- **TASK TO COMPLETE**
Count the lines in the data below that contain the string "person". Reply with only the number.

--------------------------------

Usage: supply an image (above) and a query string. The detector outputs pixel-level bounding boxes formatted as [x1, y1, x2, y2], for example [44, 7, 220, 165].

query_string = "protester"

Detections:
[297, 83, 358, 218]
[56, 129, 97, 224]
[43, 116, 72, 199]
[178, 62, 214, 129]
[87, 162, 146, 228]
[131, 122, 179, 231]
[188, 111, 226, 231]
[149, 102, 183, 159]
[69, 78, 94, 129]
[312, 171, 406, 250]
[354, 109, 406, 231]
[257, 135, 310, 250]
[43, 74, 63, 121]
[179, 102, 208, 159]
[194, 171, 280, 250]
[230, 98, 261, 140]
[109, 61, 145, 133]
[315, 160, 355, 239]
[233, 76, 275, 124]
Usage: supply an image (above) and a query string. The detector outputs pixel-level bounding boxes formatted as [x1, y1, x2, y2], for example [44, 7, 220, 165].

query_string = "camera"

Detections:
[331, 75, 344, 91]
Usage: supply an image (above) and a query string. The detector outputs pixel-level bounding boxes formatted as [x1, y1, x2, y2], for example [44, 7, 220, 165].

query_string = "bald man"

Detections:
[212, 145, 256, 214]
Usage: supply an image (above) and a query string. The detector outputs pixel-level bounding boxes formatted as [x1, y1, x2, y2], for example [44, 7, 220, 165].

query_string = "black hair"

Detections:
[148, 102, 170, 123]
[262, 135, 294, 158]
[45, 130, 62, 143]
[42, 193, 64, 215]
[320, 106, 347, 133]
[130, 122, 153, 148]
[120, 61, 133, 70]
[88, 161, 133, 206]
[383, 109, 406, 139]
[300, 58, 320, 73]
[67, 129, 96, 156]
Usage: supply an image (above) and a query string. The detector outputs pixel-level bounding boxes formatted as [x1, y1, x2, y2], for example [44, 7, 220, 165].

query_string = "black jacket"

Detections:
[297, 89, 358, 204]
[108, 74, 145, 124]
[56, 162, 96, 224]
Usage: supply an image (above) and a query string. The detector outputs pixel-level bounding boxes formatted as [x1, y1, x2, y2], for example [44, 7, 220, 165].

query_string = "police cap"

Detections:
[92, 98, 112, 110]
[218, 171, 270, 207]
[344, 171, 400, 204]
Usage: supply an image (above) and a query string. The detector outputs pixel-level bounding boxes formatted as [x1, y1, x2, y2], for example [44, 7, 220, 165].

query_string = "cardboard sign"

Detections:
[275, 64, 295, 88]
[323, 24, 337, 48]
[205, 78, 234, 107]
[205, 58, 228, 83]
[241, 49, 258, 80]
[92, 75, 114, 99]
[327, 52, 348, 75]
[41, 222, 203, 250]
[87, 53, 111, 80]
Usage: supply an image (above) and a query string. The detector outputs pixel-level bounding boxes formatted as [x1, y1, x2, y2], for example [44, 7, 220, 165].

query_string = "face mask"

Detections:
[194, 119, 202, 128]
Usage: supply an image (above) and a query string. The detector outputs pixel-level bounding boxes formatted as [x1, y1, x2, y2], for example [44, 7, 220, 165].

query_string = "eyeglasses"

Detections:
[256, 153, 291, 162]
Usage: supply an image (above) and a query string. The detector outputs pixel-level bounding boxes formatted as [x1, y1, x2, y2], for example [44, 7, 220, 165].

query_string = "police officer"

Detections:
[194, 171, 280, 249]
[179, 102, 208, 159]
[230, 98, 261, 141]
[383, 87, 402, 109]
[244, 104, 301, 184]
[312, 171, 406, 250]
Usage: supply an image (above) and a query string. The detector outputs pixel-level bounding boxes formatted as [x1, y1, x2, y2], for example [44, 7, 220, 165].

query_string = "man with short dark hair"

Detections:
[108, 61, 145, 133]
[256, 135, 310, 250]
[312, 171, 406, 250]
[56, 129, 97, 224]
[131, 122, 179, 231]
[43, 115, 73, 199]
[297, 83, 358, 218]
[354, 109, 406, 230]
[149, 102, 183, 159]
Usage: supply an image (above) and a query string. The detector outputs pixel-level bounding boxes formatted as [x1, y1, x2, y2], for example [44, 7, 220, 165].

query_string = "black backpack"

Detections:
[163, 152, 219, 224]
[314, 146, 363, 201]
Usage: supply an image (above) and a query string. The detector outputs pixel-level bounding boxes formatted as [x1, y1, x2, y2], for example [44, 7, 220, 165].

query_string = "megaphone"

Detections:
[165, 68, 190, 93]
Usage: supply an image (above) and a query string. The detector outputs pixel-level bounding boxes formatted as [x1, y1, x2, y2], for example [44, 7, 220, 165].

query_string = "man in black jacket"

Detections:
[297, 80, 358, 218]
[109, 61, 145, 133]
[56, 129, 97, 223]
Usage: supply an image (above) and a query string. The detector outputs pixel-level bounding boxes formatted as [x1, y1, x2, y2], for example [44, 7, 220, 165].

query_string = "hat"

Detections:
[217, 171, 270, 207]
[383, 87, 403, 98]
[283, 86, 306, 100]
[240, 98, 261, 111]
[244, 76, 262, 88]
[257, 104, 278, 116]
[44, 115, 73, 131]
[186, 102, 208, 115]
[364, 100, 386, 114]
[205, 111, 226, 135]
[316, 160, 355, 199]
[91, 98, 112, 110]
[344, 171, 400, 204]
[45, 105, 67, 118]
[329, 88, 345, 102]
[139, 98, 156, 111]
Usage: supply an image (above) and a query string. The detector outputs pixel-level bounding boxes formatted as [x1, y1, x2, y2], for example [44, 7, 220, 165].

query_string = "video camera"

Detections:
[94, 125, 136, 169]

--------------------------------

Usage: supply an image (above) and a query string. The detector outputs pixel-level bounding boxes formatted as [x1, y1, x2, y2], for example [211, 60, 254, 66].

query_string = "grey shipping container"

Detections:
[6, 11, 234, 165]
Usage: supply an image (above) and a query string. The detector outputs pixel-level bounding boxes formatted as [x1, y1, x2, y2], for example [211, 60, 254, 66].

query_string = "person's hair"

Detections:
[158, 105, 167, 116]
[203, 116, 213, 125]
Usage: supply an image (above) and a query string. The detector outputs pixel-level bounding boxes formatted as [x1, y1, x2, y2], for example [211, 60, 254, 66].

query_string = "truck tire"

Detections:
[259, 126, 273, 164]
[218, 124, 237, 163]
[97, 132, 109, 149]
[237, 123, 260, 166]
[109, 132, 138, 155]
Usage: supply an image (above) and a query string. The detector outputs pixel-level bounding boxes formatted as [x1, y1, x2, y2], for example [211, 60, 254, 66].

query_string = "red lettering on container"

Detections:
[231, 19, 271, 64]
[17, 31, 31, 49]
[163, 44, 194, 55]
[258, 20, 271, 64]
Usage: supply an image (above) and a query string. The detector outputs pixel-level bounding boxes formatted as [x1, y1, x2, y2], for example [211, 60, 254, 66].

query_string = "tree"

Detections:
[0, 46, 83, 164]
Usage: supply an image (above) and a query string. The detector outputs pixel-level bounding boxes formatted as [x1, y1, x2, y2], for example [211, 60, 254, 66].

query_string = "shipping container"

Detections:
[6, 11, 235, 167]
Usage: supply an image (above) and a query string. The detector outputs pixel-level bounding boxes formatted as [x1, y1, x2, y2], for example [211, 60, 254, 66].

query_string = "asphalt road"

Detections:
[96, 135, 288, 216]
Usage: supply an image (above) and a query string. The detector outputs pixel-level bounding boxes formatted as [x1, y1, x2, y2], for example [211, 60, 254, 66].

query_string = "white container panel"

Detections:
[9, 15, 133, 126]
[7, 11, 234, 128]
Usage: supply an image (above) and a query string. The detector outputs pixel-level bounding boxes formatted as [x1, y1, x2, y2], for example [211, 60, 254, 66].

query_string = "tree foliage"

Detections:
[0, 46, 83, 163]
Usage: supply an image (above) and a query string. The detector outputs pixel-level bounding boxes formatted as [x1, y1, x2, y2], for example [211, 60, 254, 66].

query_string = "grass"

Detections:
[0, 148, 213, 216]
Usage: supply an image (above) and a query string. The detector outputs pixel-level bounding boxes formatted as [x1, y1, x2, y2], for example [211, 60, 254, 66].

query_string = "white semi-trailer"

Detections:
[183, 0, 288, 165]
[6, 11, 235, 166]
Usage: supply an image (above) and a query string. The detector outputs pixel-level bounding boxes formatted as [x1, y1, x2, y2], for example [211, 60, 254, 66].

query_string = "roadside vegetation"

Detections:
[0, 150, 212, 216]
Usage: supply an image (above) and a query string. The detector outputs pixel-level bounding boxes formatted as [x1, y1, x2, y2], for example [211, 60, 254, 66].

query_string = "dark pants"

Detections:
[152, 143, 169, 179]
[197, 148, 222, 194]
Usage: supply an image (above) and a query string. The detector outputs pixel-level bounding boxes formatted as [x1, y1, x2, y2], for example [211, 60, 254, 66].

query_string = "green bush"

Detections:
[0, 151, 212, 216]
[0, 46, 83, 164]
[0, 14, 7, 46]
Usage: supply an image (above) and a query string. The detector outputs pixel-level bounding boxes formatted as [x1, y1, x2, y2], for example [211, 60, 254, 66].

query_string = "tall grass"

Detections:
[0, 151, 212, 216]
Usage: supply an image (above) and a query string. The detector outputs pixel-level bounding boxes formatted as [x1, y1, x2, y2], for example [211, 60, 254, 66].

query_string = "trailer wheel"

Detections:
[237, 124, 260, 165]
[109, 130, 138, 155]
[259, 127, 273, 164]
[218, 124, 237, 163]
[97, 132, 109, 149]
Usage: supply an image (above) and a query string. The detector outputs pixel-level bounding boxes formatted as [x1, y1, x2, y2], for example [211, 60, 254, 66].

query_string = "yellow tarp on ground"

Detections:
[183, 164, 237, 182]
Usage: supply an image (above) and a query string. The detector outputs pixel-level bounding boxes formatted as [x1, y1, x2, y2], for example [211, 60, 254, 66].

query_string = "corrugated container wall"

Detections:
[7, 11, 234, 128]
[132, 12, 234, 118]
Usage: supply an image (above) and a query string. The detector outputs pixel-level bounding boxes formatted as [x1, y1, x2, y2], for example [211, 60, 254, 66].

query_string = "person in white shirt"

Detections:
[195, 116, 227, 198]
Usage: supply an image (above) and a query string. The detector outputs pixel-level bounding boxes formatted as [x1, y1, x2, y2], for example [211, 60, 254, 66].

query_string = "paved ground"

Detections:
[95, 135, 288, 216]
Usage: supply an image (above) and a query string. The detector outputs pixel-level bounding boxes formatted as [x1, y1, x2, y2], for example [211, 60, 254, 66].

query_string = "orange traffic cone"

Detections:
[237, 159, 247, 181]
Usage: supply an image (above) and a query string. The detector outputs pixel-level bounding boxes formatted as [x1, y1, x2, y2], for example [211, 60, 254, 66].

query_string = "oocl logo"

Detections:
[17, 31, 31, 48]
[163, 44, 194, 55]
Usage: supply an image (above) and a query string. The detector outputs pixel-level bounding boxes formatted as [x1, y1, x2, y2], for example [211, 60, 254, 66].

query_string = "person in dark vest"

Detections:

--------------------------------

- **THE RESULT**
3